◆ AIM OF THE TASK: What you write should match, word for word, the lines from the one containing "Target: lawn" through the end of the data, with no pictures.

◆ RECORDS:
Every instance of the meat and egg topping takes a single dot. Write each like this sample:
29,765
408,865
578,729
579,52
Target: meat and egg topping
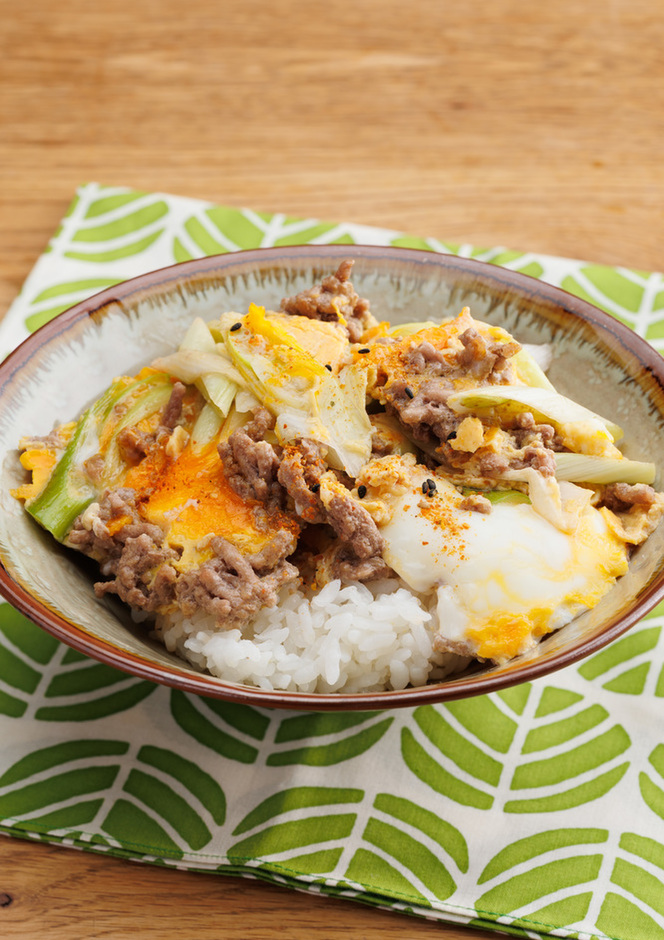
316,443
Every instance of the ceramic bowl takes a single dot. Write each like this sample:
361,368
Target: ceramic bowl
66,364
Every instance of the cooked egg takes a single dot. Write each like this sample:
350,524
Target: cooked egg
504,578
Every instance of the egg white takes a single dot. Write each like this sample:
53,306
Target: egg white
504,578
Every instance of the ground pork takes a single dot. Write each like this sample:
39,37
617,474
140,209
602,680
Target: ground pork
233,587
621,497
301,468
425,414
334,299
133,557
251,464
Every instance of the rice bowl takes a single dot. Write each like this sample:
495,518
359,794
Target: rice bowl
285,676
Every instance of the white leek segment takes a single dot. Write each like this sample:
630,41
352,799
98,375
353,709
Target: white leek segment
582,468
560,503
200,361
528,369
581,430
307,400
206,427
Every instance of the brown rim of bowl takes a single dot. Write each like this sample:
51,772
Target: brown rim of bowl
469,272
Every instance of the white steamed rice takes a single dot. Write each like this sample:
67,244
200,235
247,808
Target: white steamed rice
352,638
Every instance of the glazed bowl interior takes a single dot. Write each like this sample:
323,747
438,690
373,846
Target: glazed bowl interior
67,364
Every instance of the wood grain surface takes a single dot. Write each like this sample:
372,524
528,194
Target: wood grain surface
534,126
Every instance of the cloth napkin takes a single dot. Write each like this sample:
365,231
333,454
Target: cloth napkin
535,811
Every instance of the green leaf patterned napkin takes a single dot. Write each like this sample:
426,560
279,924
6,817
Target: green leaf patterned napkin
535,811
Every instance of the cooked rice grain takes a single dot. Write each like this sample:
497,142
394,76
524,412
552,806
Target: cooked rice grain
351,638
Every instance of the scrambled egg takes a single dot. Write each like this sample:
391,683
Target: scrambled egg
504,578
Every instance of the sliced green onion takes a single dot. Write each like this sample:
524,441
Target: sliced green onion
530,371
498,496
206,427
581,428
583,468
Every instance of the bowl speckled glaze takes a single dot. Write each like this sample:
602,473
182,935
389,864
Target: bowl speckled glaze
60,369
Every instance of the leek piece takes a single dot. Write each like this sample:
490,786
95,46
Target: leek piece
152,396
206,427
307,400
582,468
498,496
69,490
200,361
529,370
581,429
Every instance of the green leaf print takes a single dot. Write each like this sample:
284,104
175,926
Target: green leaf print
166,801
207,722
116,230
568,862
58,683
651,791
279,842
625,665
405,840
461,751
65,295
46,778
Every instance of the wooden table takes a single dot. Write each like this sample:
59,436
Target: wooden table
531,126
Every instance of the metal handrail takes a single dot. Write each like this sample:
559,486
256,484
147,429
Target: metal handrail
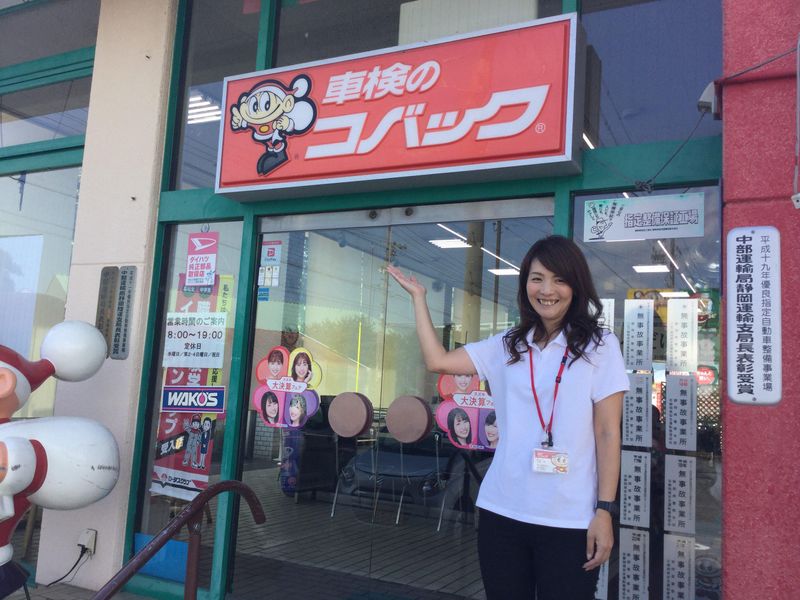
191,515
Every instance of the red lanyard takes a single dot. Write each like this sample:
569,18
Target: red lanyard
548,429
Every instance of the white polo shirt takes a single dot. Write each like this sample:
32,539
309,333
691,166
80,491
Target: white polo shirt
511,487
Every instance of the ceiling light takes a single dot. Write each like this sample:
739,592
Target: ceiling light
689,283
450,243
202,119
669,256
504,271
651,268
500,258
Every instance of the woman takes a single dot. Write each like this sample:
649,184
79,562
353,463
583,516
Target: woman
546,501
459,426
297,410
490,429
301,367
270,408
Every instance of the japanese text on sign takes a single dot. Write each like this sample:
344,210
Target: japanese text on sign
637,425
639,334
635,486
679,496
681,412
195,340
754,325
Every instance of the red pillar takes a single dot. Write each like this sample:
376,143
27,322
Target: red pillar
761,444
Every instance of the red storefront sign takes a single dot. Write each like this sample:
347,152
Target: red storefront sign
493,105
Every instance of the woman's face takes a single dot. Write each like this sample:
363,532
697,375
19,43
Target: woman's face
295,413
549,295
272,408
492,435
462,382
461,427
301,368
275,368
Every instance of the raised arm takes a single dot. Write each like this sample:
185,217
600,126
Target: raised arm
437,359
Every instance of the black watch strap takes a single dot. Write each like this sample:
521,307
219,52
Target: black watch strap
610,507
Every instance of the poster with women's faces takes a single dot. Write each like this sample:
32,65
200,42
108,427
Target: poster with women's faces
467,413
286,396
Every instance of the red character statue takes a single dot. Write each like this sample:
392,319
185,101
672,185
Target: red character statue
54,462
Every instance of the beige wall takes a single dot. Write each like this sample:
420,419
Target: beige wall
115,225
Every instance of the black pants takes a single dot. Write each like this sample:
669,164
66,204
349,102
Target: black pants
520,561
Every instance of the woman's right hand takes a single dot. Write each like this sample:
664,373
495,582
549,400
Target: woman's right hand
408,282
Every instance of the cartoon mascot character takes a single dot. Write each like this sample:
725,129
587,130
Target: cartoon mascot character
54,462
272,112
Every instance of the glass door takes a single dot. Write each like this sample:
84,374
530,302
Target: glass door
367,513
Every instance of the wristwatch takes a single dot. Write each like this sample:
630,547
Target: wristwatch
610,507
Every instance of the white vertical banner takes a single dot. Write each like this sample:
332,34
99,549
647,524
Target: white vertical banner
634,563
638,350
606,318
753,258
679,493
681,401
601,589
678,567
682,334
637,419
635,489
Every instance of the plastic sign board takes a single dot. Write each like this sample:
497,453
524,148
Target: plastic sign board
753,283
645,218
495,104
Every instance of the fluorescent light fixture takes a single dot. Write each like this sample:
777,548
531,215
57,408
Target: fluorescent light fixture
203,110
450,243
651,268
455,233
694,291
504,271
669,256
203,119
500,258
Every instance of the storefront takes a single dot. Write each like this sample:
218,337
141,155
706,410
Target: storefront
256,306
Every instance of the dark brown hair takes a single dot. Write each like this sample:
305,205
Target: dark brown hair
563,257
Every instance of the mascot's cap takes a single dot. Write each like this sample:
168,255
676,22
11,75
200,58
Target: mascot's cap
35,372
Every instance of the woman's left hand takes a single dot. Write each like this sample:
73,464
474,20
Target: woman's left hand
599,540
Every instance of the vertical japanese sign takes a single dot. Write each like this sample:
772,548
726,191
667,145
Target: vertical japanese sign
637,417
678,567
193,402
606,318
679,494
681,412
639,335
754,315
201,259
457,109
634,563
682,335
635,488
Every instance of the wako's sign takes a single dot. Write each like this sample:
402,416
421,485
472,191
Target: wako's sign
492,105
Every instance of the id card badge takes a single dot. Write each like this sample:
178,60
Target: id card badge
550,460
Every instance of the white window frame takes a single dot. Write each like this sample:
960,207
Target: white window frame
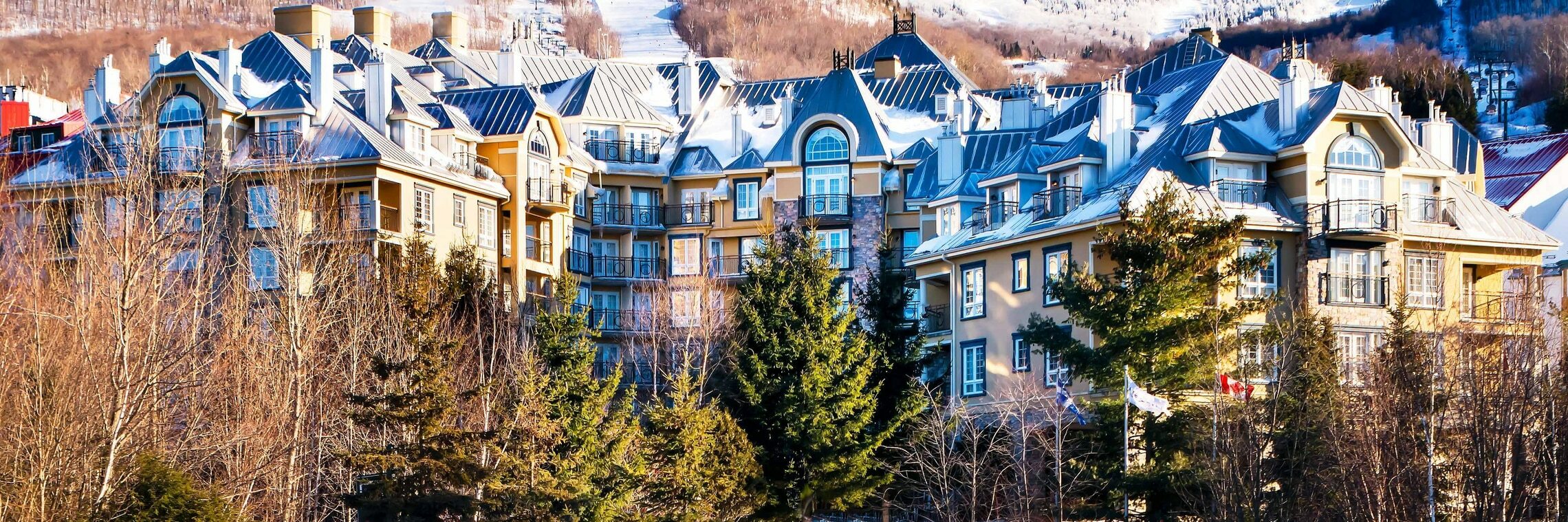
972,292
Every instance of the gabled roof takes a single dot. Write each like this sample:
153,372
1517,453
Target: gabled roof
598,96
1514,166
839,94
499,110
695,162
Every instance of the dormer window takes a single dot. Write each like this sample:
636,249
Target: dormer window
1353,153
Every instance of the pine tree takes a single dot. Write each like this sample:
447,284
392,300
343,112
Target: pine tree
802,383
427,469
701,466
1155,314
159,492
582,464
1307,402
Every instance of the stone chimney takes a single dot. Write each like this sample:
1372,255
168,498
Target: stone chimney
378,93
949,153
452,27
309,24
1115,124
230,66
159,57
888,68
373,24
687,87
1294,93
323,88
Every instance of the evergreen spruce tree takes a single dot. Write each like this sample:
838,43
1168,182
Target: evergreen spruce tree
896,340
1307,403
802,383
1155,314
427,468
159,492
701,466
582,464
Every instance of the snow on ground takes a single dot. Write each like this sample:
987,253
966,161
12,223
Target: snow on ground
646,27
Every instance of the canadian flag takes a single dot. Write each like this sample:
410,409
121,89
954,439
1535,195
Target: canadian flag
1233,388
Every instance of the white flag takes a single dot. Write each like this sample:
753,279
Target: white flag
1145,400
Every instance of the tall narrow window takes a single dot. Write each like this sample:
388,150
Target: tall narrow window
972,367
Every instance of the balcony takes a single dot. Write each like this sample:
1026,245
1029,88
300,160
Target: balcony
725,267
992,215
536,250
579,262
1054,203
612,267
622,322
179,160
613,215
275,144
1362,217
622,151
689,215
549,195
937,318
1496,306
1352,290
1426,208
825,208
1239,192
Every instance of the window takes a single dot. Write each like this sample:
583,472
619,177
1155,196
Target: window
262,212
264,268
1266,281
1353,153
1057,261
948,220
424,209
825,144
179,210
747,201
1424,281
974,290
972,367
1020,272
686,256
836,243
1020,353
1355,350
488,226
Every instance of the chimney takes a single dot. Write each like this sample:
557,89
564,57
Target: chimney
230,66
1294,93
1210,35
373,24
888,68
160,57
1437,133
378,93
686,85
949,153
452,27
508,63
322,87
1115,124
309,24
107,82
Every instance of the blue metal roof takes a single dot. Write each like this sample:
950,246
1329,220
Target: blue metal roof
499,110
695,162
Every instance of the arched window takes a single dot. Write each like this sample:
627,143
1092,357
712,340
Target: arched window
179,110
1353,153
827,144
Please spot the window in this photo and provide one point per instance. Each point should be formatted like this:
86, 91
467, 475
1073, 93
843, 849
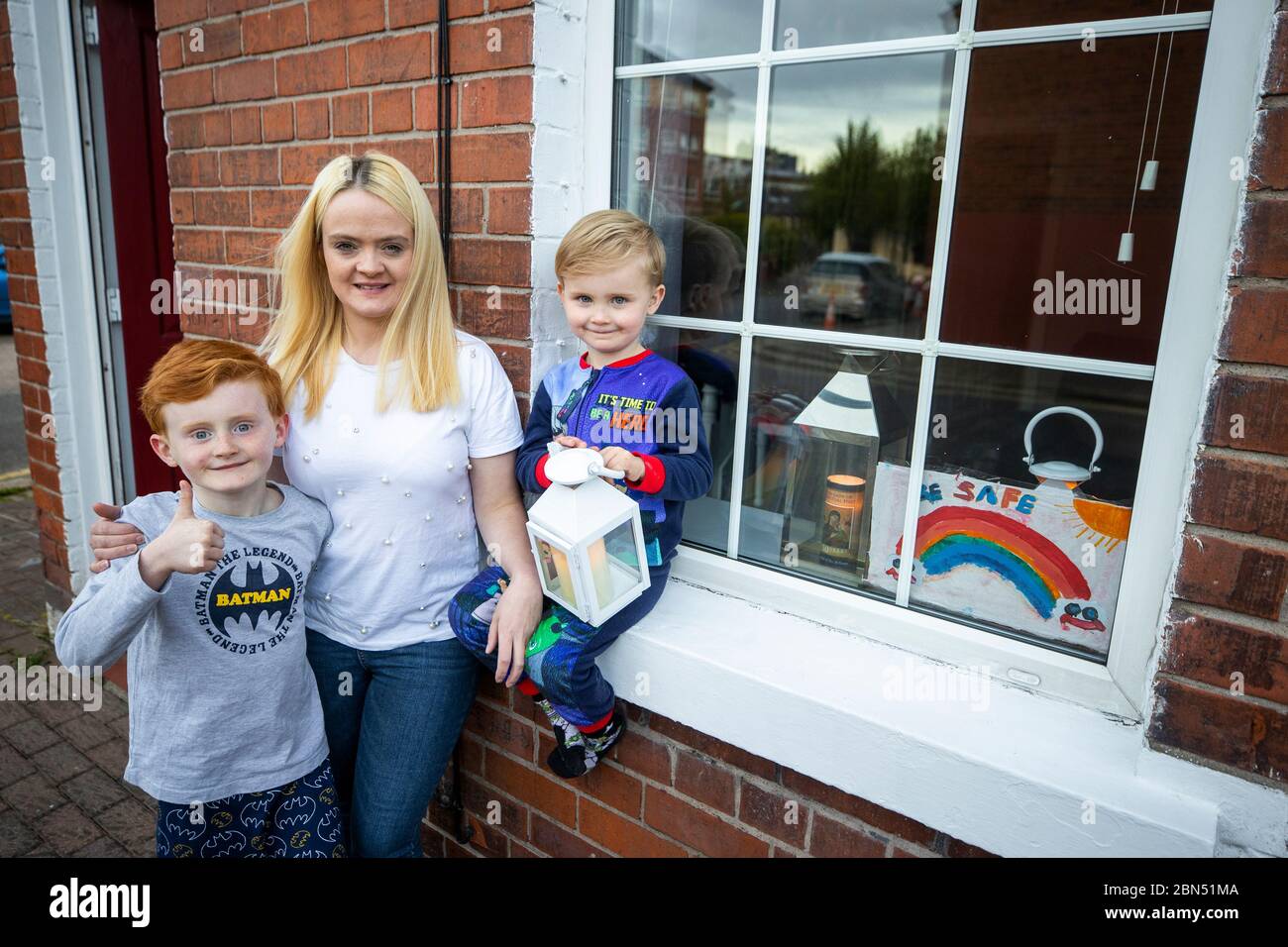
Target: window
927, 243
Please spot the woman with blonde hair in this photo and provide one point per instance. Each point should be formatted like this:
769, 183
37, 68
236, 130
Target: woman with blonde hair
406, 428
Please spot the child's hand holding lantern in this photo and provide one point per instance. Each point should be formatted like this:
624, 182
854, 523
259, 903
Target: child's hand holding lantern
619, 459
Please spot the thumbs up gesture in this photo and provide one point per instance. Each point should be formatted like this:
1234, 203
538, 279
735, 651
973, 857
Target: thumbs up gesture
188, 544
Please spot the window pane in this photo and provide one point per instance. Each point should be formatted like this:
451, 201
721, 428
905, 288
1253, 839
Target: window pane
1005, 14
614, 565
1012, 547
1048, 175
711, 361
683, 162
820, 420
557, 574
668, 30
825, 22
851, 192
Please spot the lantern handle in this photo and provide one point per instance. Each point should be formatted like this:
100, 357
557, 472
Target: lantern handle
1065, 410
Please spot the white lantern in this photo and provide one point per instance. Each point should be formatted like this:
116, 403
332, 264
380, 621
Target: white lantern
587, 538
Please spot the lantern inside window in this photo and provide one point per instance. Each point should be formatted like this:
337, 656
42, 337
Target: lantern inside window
587, 538
836, 444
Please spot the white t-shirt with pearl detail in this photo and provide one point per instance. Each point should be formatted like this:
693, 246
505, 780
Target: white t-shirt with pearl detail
403, 538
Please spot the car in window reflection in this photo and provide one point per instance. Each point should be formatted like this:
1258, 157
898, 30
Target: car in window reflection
857, 286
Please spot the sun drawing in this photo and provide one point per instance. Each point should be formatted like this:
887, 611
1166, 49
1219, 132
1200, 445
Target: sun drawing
1104, 522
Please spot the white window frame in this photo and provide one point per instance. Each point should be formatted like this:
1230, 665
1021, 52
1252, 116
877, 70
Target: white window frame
1194, 305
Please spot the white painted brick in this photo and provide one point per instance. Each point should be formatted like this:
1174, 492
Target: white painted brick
30, 115
46, 262
21, 22
558, 98
558, 37
555, 208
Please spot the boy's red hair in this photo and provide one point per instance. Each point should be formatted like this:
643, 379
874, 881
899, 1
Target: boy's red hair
191, 369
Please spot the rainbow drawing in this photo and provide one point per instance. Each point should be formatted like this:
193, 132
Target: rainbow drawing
953, 536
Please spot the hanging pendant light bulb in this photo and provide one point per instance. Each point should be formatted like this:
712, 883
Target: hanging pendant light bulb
1150, 178
1146, 180
1126, 245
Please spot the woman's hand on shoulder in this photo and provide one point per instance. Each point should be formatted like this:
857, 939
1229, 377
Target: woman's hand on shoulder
111, 540
513, 622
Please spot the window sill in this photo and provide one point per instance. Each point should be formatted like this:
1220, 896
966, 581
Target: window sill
999, 767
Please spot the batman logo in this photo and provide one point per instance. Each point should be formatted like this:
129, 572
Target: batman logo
224, 844
252, 598
295, 812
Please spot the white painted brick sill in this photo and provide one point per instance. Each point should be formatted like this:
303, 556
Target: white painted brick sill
1014, 779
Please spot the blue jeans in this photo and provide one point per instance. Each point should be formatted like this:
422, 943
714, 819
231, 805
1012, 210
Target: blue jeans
561, 657
296, 819
390, 723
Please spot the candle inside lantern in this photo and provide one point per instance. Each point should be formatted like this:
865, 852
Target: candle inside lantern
557, 574
842, 515
599, 571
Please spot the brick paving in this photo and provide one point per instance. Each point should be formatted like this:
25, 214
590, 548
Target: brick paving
60, 788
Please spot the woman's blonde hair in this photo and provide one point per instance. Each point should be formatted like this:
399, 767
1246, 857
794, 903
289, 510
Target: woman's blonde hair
303, 341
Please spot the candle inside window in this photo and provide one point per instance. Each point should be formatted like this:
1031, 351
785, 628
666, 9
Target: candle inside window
600, 573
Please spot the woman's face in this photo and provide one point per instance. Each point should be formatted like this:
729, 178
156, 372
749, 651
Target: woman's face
368, 247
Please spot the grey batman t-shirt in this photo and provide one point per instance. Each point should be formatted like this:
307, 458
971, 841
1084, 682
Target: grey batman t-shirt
222, 696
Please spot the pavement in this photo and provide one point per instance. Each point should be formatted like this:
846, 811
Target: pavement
60, 766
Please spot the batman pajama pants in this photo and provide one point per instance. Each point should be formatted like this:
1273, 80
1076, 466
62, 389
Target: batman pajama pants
561, 657
299, 819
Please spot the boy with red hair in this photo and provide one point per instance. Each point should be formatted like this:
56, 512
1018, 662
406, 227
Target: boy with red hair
226, 723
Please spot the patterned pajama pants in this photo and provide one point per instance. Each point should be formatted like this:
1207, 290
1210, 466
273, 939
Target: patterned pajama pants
299, 819
561, 657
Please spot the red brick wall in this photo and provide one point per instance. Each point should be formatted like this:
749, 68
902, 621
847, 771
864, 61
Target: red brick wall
1229, 611
665, 789
279, 90
29, 331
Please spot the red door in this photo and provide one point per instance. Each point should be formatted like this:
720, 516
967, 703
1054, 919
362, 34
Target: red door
141, 209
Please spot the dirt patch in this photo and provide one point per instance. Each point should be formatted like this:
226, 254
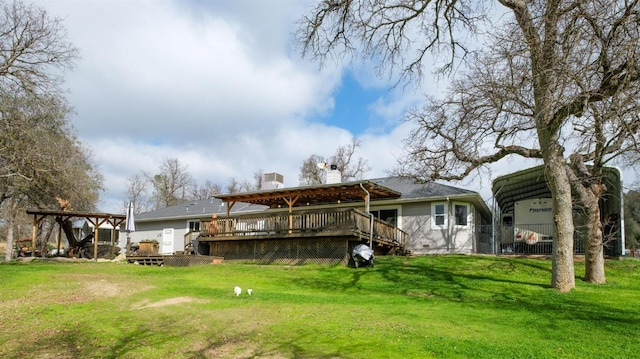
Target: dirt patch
239, 350
143, 304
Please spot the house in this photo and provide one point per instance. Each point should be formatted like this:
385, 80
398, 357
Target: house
420, 218
526, 213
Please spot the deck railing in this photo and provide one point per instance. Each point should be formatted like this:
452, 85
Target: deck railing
302, 222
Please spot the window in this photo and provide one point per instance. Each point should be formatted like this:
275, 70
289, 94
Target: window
194, 226
461, 214
388, 215
439, 214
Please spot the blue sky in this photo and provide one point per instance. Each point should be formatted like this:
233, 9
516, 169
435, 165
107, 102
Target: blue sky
219, 86
353, 109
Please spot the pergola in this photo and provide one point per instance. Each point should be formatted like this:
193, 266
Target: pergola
335, 193
96, 219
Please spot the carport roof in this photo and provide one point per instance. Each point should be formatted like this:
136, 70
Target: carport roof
529, 183
532, 183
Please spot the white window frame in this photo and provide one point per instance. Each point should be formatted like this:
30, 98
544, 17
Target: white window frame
189, 224
434, 215
455, 216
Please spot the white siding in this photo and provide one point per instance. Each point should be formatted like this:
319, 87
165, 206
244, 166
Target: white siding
425, 237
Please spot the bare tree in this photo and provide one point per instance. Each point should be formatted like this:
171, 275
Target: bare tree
206, 191
540, 74
349, 167
137, 193
42, 160
172, 185
310, 173
34, 45
233, 186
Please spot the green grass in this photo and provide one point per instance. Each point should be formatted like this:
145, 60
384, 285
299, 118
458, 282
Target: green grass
423, 307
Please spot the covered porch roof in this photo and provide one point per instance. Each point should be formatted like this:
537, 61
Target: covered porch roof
312, 195
96, 219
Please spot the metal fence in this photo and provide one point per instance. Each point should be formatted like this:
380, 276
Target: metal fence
531, 239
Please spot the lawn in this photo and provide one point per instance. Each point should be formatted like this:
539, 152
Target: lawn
422, 307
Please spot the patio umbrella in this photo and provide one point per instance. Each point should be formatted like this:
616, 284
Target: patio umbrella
130, 226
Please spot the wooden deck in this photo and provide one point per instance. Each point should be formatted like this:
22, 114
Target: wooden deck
302, 224
320, 235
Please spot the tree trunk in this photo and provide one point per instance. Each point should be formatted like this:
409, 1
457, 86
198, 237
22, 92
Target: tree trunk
594, 251
563, 271
10, 219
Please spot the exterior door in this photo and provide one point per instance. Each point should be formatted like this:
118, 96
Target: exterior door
167, 241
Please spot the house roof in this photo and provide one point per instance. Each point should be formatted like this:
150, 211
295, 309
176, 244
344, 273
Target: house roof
381, 189
194, 209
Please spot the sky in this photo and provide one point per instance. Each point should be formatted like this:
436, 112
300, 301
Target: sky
220, 86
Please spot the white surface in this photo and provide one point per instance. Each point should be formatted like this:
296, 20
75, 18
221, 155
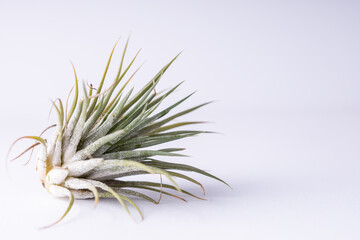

◆ TASK RESULT:
Target: lawn
422, 307
Please spot the patio umbrella in this photo and provide one point per instance. Each point should be formatted like this:
616, 284
Target: patio umbrella
130, 226
Please spot the wooden deck in this photo and provide one point per instance. Each point should be formatted like this:
22, 114
Target: wooden deck
302, 224
320, 235
Please spot the tree trunk in this photo and provide one point per instance. Each point should be formatted like this:
409, 1
457, 86
198, 237
22, 92
Target: tree trunk
594, 251
563, 271
10, 219
Please spot the exterior door in this photo and provide one point per instance. Each point should be formatted like this:
118, 96
Target: exterior door
167, 241
Please spot the house roof in this photo and provide one point per instance. Each point should be formatted like this:
150, 211
295, 309
176, 244
344, 273
Target: house roof
381, 189
194, 209
Please spot the sky in this photo and provide one point per instance. Each point should be formatted like this:
436, 112
300, 301
Target: sky
220, 86
Please spot the white surface in this photo and provide one point per instance. Each point should be formatted like this:
296, 20
75, 18
221, 155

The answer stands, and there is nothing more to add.